Work to complete
Omit each picture as you copy the entries exactly.

▬▬▬

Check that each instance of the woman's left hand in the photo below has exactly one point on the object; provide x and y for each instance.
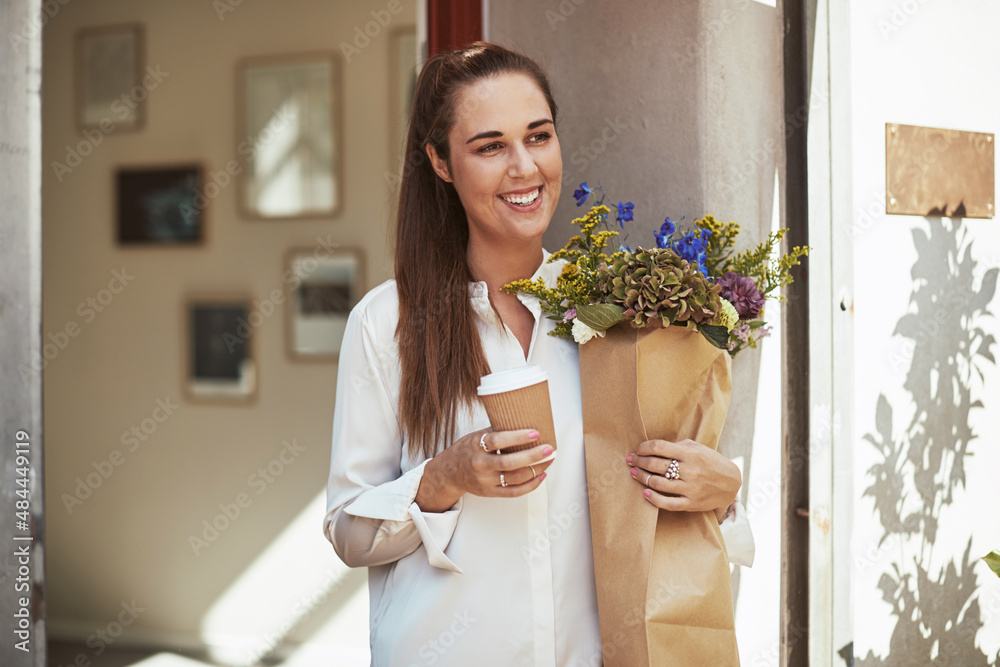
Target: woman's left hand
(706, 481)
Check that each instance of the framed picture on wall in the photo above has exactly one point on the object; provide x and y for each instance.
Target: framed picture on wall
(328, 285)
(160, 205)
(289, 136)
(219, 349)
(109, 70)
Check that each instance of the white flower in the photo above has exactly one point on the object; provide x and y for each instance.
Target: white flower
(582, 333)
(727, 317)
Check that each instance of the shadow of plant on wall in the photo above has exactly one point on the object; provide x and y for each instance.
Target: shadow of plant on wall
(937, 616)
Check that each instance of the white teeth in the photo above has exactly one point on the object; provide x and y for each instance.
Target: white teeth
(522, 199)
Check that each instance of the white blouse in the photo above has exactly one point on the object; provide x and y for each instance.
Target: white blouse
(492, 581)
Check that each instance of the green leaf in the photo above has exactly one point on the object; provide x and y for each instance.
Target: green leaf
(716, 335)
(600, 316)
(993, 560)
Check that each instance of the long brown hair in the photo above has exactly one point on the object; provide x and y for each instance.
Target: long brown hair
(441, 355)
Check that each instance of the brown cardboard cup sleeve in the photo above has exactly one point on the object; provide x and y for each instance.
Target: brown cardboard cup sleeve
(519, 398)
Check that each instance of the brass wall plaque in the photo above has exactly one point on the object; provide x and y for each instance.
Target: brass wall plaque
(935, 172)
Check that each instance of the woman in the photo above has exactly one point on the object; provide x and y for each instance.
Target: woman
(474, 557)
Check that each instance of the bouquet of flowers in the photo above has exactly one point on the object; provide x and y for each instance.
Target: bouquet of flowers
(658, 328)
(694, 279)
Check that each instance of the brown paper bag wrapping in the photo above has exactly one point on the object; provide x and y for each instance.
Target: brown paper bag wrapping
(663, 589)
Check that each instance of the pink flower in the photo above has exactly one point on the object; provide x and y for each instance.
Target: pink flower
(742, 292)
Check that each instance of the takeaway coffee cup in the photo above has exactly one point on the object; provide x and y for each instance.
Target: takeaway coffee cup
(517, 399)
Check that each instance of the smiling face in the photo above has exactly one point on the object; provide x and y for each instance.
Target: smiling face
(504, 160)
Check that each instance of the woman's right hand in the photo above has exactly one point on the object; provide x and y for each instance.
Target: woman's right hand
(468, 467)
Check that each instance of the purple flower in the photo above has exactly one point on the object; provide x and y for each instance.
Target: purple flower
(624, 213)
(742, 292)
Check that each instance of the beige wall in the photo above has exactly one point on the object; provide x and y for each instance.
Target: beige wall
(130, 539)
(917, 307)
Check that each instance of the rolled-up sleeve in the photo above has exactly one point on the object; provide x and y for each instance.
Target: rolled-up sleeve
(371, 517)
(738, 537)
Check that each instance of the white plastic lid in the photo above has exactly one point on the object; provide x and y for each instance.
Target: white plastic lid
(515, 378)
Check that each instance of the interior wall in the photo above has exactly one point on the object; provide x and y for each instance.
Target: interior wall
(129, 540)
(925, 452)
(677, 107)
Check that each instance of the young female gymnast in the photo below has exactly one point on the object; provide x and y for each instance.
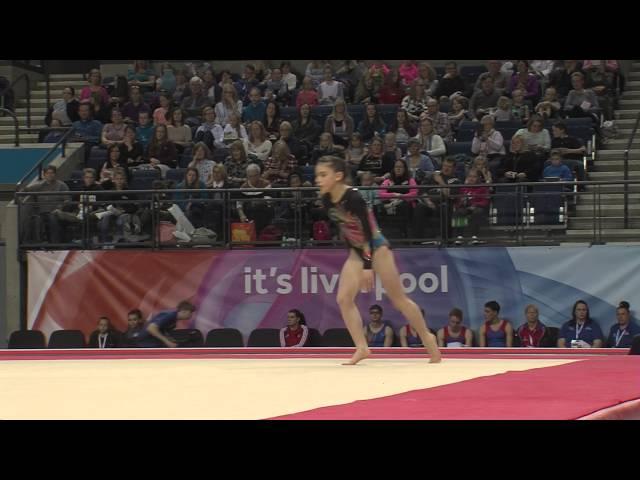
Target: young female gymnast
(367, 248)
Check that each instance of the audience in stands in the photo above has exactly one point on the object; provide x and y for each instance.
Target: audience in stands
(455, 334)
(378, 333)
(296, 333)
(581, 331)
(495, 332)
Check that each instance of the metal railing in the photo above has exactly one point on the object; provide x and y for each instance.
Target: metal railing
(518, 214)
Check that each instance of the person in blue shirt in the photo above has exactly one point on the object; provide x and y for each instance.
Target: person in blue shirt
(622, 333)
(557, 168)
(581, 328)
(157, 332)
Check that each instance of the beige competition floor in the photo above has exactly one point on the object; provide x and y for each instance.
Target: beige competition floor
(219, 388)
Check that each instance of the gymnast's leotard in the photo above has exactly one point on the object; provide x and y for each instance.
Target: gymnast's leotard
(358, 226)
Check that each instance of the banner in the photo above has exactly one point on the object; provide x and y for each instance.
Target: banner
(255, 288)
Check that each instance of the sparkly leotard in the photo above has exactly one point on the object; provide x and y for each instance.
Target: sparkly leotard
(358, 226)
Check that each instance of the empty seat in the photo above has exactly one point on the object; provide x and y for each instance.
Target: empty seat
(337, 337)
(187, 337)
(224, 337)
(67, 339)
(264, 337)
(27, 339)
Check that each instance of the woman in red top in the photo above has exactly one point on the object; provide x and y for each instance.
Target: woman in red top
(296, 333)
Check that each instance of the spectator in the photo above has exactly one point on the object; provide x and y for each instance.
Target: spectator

▬▬▬

Task result
Check that each instance of the woman's left hand in the photo below has exactly one point on the object; provide x and y for each instance.
Target: woman's left hand
(706, 481)
Check that each instance of the framed picture on wall in the photo above has exactly one point on the object; provide x and y for each instance.
Target: framed picture on wall
(328, 285)
(160, 205)
(289, 136)
(219, 349)
(109, 70)
Check that each instance of the white flower in the photo above has exactly one point on the object; provide x and y for each instance.
Target: white flower
(582, 333)
(727, 317)
Check that each instance of the shadow of plant on wall in the photo above has exactly one point on the object; provide x and y for each instance.
Target: shadow of plant on wall
(937, 616)
Check that each instance of the white teeth in the photo above has exactly one point on the object; provide x and y for each instance.
Target: white teeth
(522, 199)
Check that each instance of the white blouse in the photo above has exactly one point on the object; provide x and y for each instance.
Target: white blouse
(492, 581)
Check that each instance of the green leaf in the photo above has exactly one point on the object; provide x and y for each instance.
Target: green leaf
(716, 335)
(600, 316)
(993, 560)
Check that each instance of the long brown hair in the photo above has exactly one point on the object; provide x and y for each instance.
Target: long brown hair
(441, 355)
Check that each instance of the brown cardboard cup sleeve in the photo above has exactly one point on the object; provide x and y for each instance.
Target: brown cardboard cup sleeve
(519, 398)
Check that each instance of the brass wall plaque in the photo above has exactly one point on the object; provide x and y for each instance.
Target: brass wall plaque
(935, 172)
Check that each instance of the woman in the photo above has exactly one point on the object; provide x and y for each instance.
Target: woman
(474, 557)
Check that each instance of the bouquet of flowers in the photo above has exactly one point on the object; provide x and y for each instance.
Target: bouquet of flowers
(658, 328)
(694, 279)
Check that each instance of the brown paper bag wrapping in the photo above has exactly one point on the object; provide x and y for each instance.
Target: brown paper bag wrapping
(663, 589)
Check that each instance of the pink flower in the photo above has exactly one point on the object; provide x and y for each instance.
Target: pink flower
(742, 292)
Check that each instance of the takeaway coffee cup in the photo above has exactly one point on the object; provide x and y for each instance.
Target: takeaway coffee cup
(517, 399)
Check that each instance of the smiling face in the photo above has exactly one point on the object; provide x and y for each instance.
Target: smiling face
(504, 160)
Check that each instance of the woman's right hand in the photo above has exactly one point on the object; provide x and y for each instance.
Target: woman's right hand
(468, 467)
Check that each instance of the purple flower in the photo above has exactly one point on the object; provide x and y for each instance.
Target: purple flower
(624, 213)
(742, 292)
Check that each instance of the beige wall in the photo above has exactly one point on the object; provide x and y for each instance.
Target: beige wall
(130, 539)
(917, 307)
Check that each instance of the rolled-up sleeve in the photo above has exactly one point on the object; provide x and y for each instance.
Target: rolled-up sleeve
(371, 517)
(738, 537)
Check that each instance of the white plastic lid in the photo above has exactly one point on the object; provide x and y for each instance.
Target: white plastic lid
(515, 378)
Check that each instance of the interior wall in the photo above has exactly one point on the object; provide x and y for each instance.
Target: interior wall
(129, 540)
(925, 452)
(677, 107)
Check that each instance of the young female gymnast in the photo below has exactly one point on the object; provide x and y for each instance.
Target: young female gymnast
(367, 248)
Check that each instance of the audience in stands in the photo above has exactly one point on the object; provide x and y for each instance.
Target: audience in stands
(455, 334)
(378, 333)
(296, 333)
(581, 331)
(495, 332)
Check that each instance of the metal railing in the photo above has exactly one point on the object; provide x and y for each instance.
Target: metal railing
(518, 214)
Check that each instance of the person in blue shirt in the photo above has exactly one point on the object; provide x and y for each instance.
Target: person in blue shirt
(622, 333)
(557, 168)
(581, 328)
(157, 332)
Check that each instance of the beige competition floor in the photo above has exactly one point on the object; provide x and y for each instance.
Target: beige competition floor
(219, 388)
Check that each instance of the gymnast's leotard in the photo above has exactly one point on the object; provide x and y for each instance.
Target: gymnast's leotard
(358, 226)
Check that each instance of the banner in the photo above has exactly one point on the object; provide x and y for each instance.
Target: banner
(255, 288)
Check that each instance of the sparkly leotard in the photo above has exactly one point on the object; provide x and y for each instance.
Target: sparkly leotard
(358, 226)
Check that each instance of the empty seat in the photo above has exactly one point on the object; provide x and y for each instance.
Target: empty seat
(337, 337)
(187, 337)
(224, 337)
(67, 339)
(264, 337)
(27, 339)
Check that each instance of the woman in red top in the photo above has exactly one point on the object; provide x and y for each instance.
Target: woman in red top
(296, 333)
Check that each instance of the spectator in the photo above has exactly one point on the object; provide x and y for each instance.
Target: spectator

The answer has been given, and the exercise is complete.